Document text:
Posted by sahara29 on December 3, 2012 at 11:14 AM · Report this
AmyC 2
At this very moment I am procrastinating from working on my long paper for law school, which is about assisted reproductive technologies. One of the points I argue is that we ought to require comprehensive insurance coverage for ART because if our daughters actually do what we tell them they should - go to school, build a career, do important things - by the time they're ready to have babies, they can't. If we're serious about men and women having equal opportunities in the workplace, we need to make the babymaking feasible in later years.
Posted by AmyC on December 3, 2012 at 11:17 AM · Report this
Ph'nglui mglw'nafh Cthulhu R'lyeh wgah'nagl fhtagn 3
Morning sickness is a sign that her body hasn't been exposed to the father's semen very often. I'm not saying it was the gardener. Could have been a groom or a footman or a game keeper. The list goes on.

Big mistake to tell the whole world this early. Odds of miscarriage are way too high.

Extracted information:
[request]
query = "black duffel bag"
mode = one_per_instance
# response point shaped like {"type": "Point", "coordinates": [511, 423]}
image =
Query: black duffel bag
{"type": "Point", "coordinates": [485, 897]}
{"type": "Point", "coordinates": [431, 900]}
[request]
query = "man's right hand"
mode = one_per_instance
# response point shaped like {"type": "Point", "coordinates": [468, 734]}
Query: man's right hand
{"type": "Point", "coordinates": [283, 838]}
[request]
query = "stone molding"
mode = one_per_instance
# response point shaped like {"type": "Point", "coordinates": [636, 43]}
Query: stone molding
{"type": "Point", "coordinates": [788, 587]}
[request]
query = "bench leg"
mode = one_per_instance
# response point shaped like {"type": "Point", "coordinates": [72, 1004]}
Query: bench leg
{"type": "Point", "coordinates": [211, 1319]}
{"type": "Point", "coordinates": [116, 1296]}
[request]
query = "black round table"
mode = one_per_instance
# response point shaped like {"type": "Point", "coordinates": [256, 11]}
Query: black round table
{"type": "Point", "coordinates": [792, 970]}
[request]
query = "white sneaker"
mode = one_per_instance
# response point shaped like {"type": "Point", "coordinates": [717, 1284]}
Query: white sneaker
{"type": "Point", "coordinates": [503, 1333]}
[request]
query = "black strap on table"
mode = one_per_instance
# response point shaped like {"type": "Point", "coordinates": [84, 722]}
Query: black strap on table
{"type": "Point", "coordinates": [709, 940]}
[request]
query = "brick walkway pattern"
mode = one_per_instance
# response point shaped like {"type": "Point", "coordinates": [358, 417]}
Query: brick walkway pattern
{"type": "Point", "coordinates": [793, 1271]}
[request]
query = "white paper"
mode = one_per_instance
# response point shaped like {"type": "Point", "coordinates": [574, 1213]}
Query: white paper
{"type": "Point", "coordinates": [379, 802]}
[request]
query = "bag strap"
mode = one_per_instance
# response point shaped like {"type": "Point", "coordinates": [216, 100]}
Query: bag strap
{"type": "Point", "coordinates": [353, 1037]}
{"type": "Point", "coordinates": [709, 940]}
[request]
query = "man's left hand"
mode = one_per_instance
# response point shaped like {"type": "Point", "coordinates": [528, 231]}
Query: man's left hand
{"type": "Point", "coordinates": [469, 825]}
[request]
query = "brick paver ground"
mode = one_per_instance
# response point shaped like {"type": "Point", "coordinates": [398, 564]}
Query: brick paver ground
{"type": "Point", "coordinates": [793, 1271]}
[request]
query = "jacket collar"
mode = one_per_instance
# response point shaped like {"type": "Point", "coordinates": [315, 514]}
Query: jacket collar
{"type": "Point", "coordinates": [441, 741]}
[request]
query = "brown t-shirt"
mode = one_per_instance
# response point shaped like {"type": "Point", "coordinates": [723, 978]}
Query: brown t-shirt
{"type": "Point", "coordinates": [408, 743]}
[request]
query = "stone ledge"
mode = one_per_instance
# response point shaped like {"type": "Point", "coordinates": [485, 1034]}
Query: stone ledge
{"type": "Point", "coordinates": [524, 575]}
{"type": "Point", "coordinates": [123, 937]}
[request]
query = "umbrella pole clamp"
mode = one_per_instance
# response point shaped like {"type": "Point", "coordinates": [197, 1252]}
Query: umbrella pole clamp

Your assignment:
Reproduce the stretch of the comment thread from "Posted by AmyC" through "list goes on.".

Answer space:
Posted by AmyC on December 3, 2012 at 11:17 AM · Report this
Ph'nglui mglw'nafh Cthulhu R'lyeh wgah'nagl fhtagn 3
Morning sickness is a sign that her body hasn't been exposed to the father's semen very often. I'm not saying it was the gardener. Could have been a groom or a footman or a game keeper. The list goes on.